• **Directions**:
Every line in the data below that holds "surface" should be found and copied.

• **Data extracts**:
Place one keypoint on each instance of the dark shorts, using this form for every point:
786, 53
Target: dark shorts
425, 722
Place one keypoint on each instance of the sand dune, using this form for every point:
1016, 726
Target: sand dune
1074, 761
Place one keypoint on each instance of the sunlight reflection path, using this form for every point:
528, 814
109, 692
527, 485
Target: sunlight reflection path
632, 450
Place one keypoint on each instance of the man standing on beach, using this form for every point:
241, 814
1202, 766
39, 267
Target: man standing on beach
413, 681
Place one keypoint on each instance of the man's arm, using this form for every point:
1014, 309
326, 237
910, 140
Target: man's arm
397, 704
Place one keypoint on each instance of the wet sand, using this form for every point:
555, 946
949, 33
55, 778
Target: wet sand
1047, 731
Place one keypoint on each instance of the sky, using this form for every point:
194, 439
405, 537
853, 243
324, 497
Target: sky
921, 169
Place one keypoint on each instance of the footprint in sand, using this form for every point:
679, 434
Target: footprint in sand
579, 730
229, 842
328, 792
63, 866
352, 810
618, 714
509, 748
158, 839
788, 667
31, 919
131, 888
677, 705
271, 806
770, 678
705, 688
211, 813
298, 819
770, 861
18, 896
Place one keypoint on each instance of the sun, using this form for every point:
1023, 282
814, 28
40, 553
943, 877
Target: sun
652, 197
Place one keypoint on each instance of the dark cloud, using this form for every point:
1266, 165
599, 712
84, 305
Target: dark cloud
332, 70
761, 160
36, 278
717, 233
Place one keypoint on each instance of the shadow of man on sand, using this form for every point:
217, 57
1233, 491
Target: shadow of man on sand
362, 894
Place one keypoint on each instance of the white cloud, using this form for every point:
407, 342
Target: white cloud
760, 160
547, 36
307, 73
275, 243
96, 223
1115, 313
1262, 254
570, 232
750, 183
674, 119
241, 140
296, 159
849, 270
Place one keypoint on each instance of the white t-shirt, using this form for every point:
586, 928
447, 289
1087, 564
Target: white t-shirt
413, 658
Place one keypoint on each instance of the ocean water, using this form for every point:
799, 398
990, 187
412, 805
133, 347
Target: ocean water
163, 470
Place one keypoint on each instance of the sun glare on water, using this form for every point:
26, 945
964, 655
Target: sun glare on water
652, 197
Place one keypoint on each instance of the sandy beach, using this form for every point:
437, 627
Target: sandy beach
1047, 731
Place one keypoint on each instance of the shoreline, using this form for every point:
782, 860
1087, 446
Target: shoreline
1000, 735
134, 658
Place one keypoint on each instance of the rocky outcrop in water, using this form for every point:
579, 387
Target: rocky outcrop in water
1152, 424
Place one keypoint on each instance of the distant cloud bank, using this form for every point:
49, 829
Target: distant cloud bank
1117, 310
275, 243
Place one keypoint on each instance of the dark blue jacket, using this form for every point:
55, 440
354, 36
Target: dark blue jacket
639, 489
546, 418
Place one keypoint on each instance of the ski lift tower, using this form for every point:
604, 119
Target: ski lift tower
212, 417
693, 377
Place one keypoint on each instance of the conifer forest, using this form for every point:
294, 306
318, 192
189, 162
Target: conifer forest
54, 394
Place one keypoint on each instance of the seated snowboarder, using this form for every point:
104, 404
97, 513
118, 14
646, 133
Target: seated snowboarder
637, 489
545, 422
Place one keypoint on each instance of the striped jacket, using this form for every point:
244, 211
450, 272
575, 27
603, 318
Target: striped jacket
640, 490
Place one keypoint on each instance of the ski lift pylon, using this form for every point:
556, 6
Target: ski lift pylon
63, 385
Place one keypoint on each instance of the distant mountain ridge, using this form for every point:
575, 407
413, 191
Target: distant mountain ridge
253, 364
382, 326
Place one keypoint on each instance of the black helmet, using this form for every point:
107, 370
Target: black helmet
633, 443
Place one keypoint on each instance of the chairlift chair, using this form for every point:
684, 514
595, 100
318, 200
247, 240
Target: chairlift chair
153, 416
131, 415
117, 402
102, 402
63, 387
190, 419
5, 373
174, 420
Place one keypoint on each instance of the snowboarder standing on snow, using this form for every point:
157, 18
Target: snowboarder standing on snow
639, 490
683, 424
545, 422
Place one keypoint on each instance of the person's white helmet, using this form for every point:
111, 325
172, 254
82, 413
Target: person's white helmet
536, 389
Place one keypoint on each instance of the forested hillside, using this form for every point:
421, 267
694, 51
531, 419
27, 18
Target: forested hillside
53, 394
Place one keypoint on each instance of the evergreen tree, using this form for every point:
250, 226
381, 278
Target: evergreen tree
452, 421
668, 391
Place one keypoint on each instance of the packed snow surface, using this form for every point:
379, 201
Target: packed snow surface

• **Output below**:
Place one keypoint on each instance of the packed snow surface, using this form for every point:
Target: packed snow surface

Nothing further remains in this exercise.